TASK BRIEF
Nothing in the entries may differ when you return them.

Region pointing data:
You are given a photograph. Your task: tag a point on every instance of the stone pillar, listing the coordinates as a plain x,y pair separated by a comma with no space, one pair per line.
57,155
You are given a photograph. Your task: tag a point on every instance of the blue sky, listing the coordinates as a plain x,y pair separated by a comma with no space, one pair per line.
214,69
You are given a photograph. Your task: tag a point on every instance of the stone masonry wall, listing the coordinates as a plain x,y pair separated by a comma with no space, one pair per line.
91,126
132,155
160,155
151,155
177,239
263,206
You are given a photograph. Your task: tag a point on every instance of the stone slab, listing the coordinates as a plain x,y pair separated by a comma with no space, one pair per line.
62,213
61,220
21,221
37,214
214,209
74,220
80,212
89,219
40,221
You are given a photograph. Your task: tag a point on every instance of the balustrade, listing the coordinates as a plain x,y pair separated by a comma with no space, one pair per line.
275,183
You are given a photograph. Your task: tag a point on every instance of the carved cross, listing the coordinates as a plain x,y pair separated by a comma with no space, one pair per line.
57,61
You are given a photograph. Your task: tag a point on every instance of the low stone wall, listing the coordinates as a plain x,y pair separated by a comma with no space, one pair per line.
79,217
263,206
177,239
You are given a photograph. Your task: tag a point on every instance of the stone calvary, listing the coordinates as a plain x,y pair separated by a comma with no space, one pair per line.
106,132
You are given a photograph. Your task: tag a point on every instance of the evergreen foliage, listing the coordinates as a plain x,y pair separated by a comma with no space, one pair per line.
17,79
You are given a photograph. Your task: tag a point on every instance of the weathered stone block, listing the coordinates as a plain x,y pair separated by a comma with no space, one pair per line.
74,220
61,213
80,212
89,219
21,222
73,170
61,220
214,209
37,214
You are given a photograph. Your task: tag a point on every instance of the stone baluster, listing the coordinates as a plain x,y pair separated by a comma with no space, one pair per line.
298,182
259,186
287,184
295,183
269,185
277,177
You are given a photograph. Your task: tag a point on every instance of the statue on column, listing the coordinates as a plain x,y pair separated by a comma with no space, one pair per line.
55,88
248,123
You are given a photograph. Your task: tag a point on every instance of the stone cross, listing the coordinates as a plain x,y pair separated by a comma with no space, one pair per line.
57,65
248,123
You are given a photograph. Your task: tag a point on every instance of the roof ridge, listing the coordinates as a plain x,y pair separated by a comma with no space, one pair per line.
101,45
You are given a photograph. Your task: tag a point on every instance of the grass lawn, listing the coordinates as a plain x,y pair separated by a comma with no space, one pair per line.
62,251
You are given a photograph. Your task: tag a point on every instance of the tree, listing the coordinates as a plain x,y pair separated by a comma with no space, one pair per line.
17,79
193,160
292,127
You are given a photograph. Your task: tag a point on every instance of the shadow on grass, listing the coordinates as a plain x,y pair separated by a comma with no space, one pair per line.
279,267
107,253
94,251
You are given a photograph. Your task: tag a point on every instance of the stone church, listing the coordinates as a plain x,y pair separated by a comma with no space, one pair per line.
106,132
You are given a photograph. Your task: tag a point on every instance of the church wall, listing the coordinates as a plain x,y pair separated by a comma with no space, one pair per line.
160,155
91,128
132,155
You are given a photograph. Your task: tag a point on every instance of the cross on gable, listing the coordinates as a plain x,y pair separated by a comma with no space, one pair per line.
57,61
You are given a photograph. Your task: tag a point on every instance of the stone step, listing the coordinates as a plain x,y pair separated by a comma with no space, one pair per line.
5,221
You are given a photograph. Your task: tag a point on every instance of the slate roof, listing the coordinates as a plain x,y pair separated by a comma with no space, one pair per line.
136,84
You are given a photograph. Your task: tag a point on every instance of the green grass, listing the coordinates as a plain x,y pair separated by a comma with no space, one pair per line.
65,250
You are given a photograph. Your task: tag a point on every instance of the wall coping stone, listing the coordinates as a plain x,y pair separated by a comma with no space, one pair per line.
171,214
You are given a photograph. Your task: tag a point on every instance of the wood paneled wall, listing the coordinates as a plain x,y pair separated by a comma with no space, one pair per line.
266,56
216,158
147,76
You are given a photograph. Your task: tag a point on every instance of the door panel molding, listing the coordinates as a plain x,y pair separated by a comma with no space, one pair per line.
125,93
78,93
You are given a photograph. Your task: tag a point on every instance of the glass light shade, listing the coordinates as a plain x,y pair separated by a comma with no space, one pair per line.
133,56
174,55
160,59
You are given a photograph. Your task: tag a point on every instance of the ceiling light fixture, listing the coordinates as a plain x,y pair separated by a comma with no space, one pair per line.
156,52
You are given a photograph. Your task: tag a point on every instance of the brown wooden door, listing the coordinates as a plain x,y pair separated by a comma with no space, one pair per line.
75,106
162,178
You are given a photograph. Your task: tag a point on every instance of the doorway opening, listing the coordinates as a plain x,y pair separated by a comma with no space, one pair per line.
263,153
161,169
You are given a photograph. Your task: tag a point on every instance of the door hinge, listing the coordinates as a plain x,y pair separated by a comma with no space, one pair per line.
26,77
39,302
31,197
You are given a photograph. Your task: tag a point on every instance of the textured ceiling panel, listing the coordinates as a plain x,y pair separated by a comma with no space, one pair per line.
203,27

EXERCISE RESPONSE
You are given a photograph. Your task: tag a point on every instance of the stone pillar, listing the coordinates as a plain x,y pair separated by a comma with no space, one pair per line.
57,155
You are given a photograph. Your task: tag a point on every instance of the blue sky, listing the coordinates as a plain x,y pair separated by a comma with no space, one pair per line.
214,69
You are given a photograph. Your task: tag a point on every instance of the stone masonry wall, listing the coordinates as a plain x,y pair separated by a comma with no space, one pair per line.
91,126
132,155
160,155
151,155
177,239
263,206
You are given a photograph. Your task: tag a point on every instance of the stone slab, listing the coordinates as a plain x,y pair separated by a comma with no space, one pair per line.
62,213
61,220
21,221
37,214
214,209
74,220
80,212
89,219
40,221
You are given a photograph. Your task: tag a point on every instance of the balustrade, listing the coordinates as a plain x,y pair separated by a comma with no space, one pair per line.
275,183
You are given a photograph. Your task: tag a point on every instance of the carved cross, listing the coordinates as a plain x,y pair separated by a comma with no space, one pair per line.
57,61
You are given a photograph. Your task: tag a point on every instance of the low stone wall, listing the coordinates as a plain x,y pair separated by a comma with no space, one pair per line.
79,217
263,206
177,239
You are given a photograph. Your task: tag a point on every instance of the stone calvary, listing the coordinates as a plain x,y pair separated by a comma with no space, one pair per line.
106,132
You are given a photograph. Your task: tag a point on every instance of the evergreen foliage, listing the coordinates as a plain x,y pair separated by a comma with no space, one pair per line.
17,79
You are given a photograph. Your task: tag a point on every instance of the weathered stone block, listing the coordinates as a plain x,y pair separated by a comma with no space, one pair per line.
74,220
61,213
80,212
89,219
21,222
73,170
61,220
214,209
37,214
You are given a photograph. Your task: tag a point on every instance of the stone baluster, listing the coordinates as a plain x,y pair separated by a comma with no space, one pair per line.
298,182
259,186
287,184
295,183
269,185
277,177
You are given a photograph. Your task: tag a point on every instance of the statue on column, listing the coordinates as a plain x,y pair separated by a comma with no space, one pair per line.
55,88
248,123
You are given a photograph. Your task: tag a point on every instance of the stone cross, listing the coordinates as a plain x,y pair separated by a comma with no space, one pair per line.
57,65
248,123
You are given a photograph. Your task: tag a point on every instance of the roof ridge, listing the coordinates as a plain x,y pair separated by a comma with no space, one pair per line.
101,45
You are given a photograph. Your task: tag a point on every instance of the grass lawn, listing the coordinates as a plain x,y pair separated by a comma with no space, one pair per line.
62,251
You are given a photograph. Your task: tag a point on every instance of the tree, listing the coordinates as a plain x,y pair separated by a comma with no space, one pair per line.
17,79
193,160
292,127
You are given a photograph. Your task: tag a point on every instance of the shadow on grass, listing the coordinates as a plain x,y pair separated by a comma with no space, one pair per line.
279,267
107,253
94,251
You are given a photograph. Your task: tag a point on every instance of the stone church, listing the coordinates as a plain x,y pair separated by a comma with no space, one pair per line.
106,132
You are given a photograph. Your task: tag a point on every instance of the church wall, listing the coordinates as a plain x,y pair separated by a comma with no space, one pair per line.
160,155
91,128
132,155
You are given a photograph. Your task: tag a point on every instance of the cross on gable, listing the coordinates as a plain x,y pair separated by a comma with no space, one pair per line.
57,61
You are given a photograph. Your task: tag a point on every instance of the stone step, listing the coordinates as a plain x,y pair separated by a comma with no space, one pair per line.
5,221
You are given a photograph. Your task: tag a point on every instance of the slate roof, listing the coordinates as a plain x,y pair separated by a comma with no space, one pair per line.
136,84
You are given a photograph. Your task: tag a point on every instance of the green grass, listing the coordinates as a plain x,y pair separated by a comma with no space, one pair per line.
65,250
You are given a photograph. Your task: tag a point on every instance of the wall coping stone, listing the coordinates as a plain x,y pair separated by a comma with no space, one pair per line.
171,214
You are given a photograph. Your task: tag a point on every instance of the wood paneled wall, listing the coordinates as a plain x,y pair separated by a comma with no space, one pair per line.
266,56
216,158
147,76
You are given a photograph. Your task: tag a point on every instance of the door panel molding, listing the coordinates as a plain x,y pair separated by a comma with no space, one pair per line.
125,93
78,93
You are given a photograph. Your task: tag a point on every instance of the glass light shade, listing the coordinates as a plain x,y pair separated by a comma with no space, one pair per line.
133,56
174,55
160,59
You are given a photograph. Your task: tag a point on every instance of the ceiling light fixture, listing the coordinates as a plain x,y pair separated by a comma with no space, one pair per line.
156,52
You are given a photograph. Your task: tag a point on every instance of the brown wooden door, listing the coordinates as a plain x,y pair separated by a comma with no space, one pair per line.
75,106
162,178
You are given a photograph. Your task: tag a point on every instance of the doorway opening, listing the coordinates as a plain x,y pair separated by a comma with no space, one pair per line.
263,153
161,169
You are given a photograph. Your task: tag a point on every instance of the door hinge, listing the coordinates as a plain x,y pair separated by a comma with no space, one pair per line.
26,77
39,302
31,197
You are given a photograph. Your task: tag a point on every instance of the textured ceiling panel, listing the coordinates as a plain x,y pair separated by a comma with no space, one pair per line.
203,27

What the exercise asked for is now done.